(Saved data entries)
[BEGIN]
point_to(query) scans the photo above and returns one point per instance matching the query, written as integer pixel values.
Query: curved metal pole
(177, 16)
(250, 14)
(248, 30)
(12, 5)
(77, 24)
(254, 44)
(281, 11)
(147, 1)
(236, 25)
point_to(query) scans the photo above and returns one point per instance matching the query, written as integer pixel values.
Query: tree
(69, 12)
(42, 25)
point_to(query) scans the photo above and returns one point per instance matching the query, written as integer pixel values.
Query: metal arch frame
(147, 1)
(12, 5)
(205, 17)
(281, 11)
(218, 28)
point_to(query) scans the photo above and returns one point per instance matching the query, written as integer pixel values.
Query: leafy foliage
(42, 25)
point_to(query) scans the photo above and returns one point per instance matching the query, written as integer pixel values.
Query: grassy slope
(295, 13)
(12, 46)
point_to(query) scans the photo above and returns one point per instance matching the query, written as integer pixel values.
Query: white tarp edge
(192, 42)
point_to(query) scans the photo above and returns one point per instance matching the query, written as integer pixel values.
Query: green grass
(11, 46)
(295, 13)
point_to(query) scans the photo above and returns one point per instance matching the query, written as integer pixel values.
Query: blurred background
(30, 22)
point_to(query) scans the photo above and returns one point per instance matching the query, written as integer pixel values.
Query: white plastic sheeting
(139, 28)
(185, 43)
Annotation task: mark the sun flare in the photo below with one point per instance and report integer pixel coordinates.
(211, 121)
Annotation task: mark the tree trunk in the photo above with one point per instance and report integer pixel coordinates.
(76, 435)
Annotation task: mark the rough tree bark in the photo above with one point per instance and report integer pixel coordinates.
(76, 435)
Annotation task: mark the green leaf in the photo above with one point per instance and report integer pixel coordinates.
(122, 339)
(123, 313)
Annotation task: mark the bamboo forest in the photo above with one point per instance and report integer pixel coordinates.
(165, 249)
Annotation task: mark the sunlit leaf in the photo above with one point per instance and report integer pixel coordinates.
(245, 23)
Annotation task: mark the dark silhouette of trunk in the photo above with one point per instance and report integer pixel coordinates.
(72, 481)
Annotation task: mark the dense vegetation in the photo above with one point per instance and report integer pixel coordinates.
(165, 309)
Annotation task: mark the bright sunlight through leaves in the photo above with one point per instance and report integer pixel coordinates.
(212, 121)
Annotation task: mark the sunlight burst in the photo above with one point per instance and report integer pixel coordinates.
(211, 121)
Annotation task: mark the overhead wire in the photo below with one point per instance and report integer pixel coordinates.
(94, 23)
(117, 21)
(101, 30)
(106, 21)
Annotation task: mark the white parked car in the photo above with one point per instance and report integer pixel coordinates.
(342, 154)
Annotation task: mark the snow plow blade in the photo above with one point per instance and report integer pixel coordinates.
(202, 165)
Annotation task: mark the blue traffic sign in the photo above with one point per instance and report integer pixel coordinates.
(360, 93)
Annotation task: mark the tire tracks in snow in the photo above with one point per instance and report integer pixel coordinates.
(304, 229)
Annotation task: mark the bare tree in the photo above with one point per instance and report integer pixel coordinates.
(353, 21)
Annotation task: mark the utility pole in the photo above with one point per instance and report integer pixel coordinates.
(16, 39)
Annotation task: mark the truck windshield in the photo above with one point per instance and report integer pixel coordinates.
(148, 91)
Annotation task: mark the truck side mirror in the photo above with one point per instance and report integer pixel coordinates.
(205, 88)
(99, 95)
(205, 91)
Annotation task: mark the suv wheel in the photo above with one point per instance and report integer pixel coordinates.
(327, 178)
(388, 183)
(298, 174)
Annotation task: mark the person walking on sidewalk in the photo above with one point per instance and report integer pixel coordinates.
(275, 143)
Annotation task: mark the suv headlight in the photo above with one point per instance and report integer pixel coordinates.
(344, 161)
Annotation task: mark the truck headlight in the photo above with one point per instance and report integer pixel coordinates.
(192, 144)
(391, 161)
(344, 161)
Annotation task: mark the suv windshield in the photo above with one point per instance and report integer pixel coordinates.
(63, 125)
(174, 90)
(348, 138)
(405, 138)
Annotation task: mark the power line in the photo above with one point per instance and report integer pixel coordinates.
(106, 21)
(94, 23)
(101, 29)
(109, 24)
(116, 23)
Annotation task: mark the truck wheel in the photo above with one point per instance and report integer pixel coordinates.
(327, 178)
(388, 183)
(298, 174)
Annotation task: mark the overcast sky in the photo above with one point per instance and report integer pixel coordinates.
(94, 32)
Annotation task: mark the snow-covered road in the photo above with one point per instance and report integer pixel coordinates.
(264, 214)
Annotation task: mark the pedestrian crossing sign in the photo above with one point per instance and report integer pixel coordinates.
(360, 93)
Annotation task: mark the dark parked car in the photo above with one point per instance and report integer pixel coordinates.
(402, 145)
[END]
▶ Stated task: Extract every line from the one containing "Annotation task: mark the overcast" to the end of the entries, including both of those lines, exactly as given and with nothing added.

▶ Answer for the task:
Annotation task: mark the overcast sky in the photo above with one point per instance and report integer pixel coordinates.
(94, 32)
Annotation task: mark the snow-covered road in the photo above with one point per instance and report integer pixel coordinates.
(264, 214)
Annotation task: mark the pedestrian crossing sign in the photo above with one point per instance and report integer pixel coordinates.
(360, 93)
Annotation task: mark the dark parked car in the photo above with one point per instance and report integer pixel coordinates.
(402, 145)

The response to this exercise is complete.